____ INPUT RECORDS

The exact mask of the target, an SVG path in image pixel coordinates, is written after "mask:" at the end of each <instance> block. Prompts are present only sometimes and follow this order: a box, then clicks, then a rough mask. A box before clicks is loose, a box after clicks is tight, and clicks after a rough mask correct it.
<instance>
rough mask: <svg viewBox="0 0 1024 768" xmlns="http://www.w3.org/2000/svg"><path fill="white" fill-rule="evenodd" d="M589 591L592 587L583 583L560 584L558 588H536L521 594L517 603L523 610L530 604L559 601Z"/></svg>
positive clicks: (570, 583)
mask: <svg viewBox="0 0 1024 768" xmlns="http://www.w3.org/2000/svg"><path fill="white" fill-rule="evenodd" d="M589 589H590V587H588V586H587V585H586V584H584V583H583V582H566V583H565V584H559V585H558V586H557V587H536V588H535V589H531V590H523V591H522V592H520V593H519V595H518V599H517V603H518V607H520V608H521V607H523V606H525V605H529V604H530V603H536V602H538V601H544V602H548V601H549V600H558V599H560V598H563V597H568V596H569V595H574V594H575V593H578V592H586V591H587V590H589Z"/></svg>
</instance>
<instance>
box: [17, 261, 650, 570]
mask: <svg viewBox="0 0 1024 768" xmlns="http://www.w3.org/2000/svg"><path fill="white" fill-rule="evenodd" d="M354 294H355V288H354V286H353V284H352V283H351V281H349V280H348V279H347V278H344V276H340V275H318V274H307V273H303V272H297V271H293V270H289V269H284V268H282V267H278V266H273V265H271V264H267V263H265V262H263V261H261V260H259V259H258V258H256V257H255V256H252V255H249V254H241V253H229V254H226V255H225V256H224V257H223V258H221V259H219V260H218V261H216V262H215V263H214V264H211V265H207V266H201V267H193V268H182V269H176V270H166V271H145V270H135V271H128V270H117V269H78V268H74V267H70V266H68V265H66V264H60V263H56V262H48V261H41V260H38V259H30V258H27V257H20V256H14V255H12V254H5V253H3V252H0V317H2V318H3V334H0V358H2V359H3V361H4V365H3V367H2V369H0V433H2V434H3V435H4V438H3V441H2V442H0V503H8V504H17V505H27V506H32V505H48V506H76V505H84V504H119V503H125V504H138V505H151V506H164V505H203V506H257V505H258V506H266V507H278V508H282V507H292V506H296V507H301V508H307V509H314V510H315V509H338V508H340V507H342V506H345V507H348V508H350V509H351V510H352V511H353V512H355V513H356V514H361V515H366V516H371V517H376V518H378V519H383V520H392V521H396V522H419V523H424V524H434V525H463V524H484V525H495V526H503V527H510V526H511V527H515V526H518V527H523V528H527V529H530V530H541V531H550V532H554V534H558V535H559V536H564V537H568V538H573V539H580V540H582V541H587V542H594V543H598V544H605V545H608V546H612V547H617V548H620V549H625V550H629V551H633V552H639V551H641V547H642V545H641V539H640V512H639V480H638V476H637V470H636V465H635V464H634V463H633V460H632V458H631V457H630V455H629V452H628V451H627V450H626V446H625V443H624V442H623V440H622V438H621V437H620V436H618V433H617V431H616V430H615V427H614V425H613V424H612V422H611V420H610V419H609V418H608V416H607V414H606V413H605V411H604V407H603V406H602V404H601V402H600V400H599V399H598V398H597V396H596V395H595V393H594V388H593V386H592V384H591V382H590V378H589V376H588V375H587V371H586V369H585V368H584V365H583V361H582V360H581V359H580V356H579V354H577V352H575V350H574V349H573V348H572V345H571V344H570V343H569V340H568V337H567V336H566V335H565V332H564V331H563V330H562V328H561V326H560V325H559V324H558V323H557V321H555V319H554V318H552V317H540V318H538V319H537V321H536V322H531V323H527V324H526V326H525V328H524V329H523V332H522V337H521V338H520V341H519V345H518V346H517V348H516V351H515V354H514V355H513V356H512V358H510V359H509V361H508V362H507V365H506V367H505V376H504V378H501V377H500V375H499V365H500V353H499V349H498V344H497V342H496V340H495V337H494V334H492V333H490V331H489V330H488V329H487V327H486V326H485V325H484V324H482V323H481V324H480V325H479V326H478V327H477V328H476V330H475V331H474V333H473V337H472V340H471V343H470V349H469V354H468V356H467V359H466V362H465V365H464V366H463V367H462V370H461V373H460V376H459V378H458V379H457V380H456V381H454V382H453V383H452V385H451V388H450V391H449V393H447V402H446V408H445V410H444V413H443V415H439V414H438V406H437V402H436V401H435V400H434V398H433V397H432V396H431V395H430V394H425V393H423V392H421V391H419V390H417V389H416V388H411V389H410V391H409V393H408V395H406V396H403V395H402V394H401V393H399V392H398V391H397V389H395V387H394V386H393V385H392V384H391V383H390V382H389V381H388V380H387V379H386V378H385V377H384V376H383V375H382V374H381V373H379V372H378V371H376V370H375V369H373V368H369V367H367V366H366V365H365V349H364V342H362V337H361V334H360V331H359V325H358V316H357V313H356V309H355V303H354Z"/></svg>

________

* [AIM OF THE EXERCISE]:
Scan the material above for the string "rough", and copy every line where it is found.

* [ANSWER BOX]:
The exact mask of the target, an SVG path in image pixel coordinates, is written after "mask:" at the end of each <instance> block. Prompts are present only sometimes and follow this order: a box, then clicks, then a rough mask. A box before clicks is loose, a box after clicks is tight, and clicks after a rough mask correct it.
rough mask: <svg viewBox="0 0 1024 768" xmlns="http://www.w3.org/2000/svg"><path fill="white" fill-rule="evenodd" d="M589 591L592 587L583 583L560 584L558 588H536L521 594L517 603L523 610L530 604L559 601Z"/></svg>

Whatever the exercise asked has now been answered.